**Text passage:**
== Segment start ==

# Boiled Crawfish



## HOO'S NEXT

Hey Folks,
I'm gunna boil up some bugs for my sons first birthday next month, and wanted to get some 2 cool input. I have boiled crawfish numerous times, so not looking for a how to; but more of a twist or trick that 2 coolers use to make their bugs better. I will be boiling 50-60 pounds of bugs with all the taters, corn, shrooms, sausage and shallots i can fit in da pot. I generally have a hard time getting enough spice and flavor into the bugs. I let them soak a while after killing the heat and usually use the Zatarans boil. I know there has to be a **** arse or 2 on here with more than one trick up their sleeve on kicking out a perfect batch of bugs. Tanks for the help:brew:

Eric


----------



## fastpitch

Add Sunny Delight to your boil.


----------



## wooman

throw a bunch of ice in while they are soaking


----------



## chrism31

swap fire is the best seasoning. after you turn the fire off put a bag off ice on top of the crawfish it push them down in the pot and helps get more spice in them.


----------



## alien750

I like to add the Zatarans liquid crab boil to give it some more heat without all the salt.


----------



## boat_money

chrism31 said:


> swap fire is the best seasoning.


swamp fire or dust is really good. next is slap yo mamma. also add a stick of butter.


----------



## Jeff SATX

a couple big cans of slap ya mama, a can of cayenne, about 6 lemons cut in half, a cup of vinegar. of course you can add whatever else you want but this way is simple and get's the job done. i don't soak with ice, i just add the bugs when it boils, bring back to a boil for 2-3 minutes and remove from heat and let it soak for 15-20 minutes. 

when i was younger i was told (when it comes to boils) "when you think it's spicy enough, double it" it's funny how true it is.


----------



## WilliamH

We run limes, lemons and oranges through a food processor and make a citrus mash. We add this mash to the boil. 

Gives the meat a nice hint of citrus.


----------



## Texican89

Swamp fire. Oh and sprinkle granulated garlic on the afterwards. X2 on the ice makes them sink and suck up juice!


----------



## Blue.dog

I have a large ice chest loaded with ice and
At least one large jar of zaterans (power form)
Sprinkled all over the ice. Take you mud bugs 
Directly from the boiling pot to this ice chest. 
For your amount, use 3 jars. 
The ice cold water makes the crawfish suck 
Up the seasoning. 
It works. 
There is nothing worse than boiled crawfish 
Sprinkled with cayenne pepper to give it a hot 
Flavor.


----------



## HOO'S NEXT

Thanks for all the ideas folks. I have not done the ice trick before, I will have to try that will have to give the swamp fire a try as well. Can I get that at the store or do I need to order it off the net? Thanks again.

Eric


----------



## Texican89

HOO'S NEXT said:


> Thanks for all the ideas folks. I have not done the ice trick before, I will have to try that will have to give the swamp fire a try as well. Can I get that at the store or do I need to order it off the net? Thanks again.

== Segment end ==

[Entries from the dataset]
== Segment start ==

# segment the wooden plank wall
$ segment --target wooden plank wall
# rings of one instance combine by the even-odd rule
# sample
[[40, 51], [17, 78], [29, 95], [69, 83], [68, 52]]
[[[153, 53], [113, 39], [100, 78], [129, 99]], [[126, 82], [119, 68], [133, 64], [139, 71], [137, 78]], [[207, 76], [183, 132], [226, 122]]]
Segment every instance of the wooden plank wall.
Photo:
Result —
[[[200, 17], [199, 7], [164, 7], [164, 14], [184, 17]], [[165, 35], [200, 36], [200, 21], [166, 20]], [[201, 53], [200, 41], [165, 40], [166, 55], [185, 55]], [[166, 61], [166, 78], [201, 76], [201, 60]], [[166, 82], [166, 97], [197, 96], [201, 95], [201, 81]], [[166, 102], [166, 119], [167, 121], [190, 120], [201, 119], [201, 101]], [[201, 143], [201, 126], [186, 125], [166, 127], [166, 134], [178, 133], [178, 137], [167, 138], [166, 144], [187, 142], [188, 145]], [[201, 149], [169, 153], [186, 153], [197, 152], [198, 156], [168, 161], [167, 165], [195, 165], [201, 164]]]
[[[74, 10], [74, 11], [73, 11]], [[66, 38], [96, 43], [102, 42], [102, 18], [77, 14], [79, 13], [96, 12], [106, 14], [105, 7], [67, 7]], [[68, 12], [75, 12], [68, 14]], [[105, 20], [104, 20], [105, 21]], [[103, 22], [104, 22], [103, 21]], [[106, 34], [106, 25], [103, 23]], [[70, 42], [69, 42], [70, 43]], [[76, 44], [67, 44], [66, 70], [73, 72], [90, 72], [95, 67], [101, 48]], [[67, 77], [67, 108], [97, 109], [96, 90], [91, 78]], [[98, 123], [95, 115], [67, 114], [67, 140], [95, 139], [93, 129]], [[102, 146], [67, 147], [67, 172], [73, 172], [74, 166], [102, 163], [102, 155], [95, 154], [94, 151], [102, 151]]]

== Segment end ==

**Exercise set:**
- A) In the crawfish thread, how many pounds of crawfish does Eric plan to boil?
- B) Repeat the part of the crawfish thread that begins at the words "I have a large" and stops after "Up the seasoning.".
- C) Carry on the crawfish thread from the point where it stops.
The listing comes from a separate source and has no link to the crawfish thread.

**Response list:**
- A) 50-60 pounds.

- B)
I have a large ice chest loaded with ice and
At least one large jar of zaterans (power form)
Sprinkled all over the ice. Take you mud bugs 
Directly from the boiling pot to this ice chest. 
For your amount, use 3 jars. 
The ice cold water makes the crawfish suck 
Up the seasoning.

- C)
> 
> Eric


Repkas sells it. I used to cook crawfish there that is where I learned the ice trick just dont over do it. Sprinkle a thin layer of it over crawfish in pot stir in slowly and you'll notice the bugs start sinking. Oh directions to Repkas at www.repkas.com pm for more tips.


----------



## jaycf7

I like to add a can or 2 or corn, take the label off the can and punch holes in it then drain....throw it in the pot after youre done with the bugs and you have caned corn that has all the GOOD FLAVOR you want!!


----------



## Lancer00

One things I tried last year and work great is throwing some frozen green beans and baby carrots in with the veggies. Those green beans will knock your socks off


----------



## nokatch

Use Mr. Crawfish seasoning mix. THE BEST I've used yet. It's made locally in Manvel and is sold in some HEB stores (Sienna Plantation HEB is where I get mine). You can also call the guy and buy directly from him. I believe it's cheaper that way so you can check the website and call directly... I've just been too lazy to try.


----------



## sotexhookset

Definately put some vinegar inprior to boiling the bugs. Makes them "pop" much easier when shelling and eatin. Ice on top afterwards is also sound advice.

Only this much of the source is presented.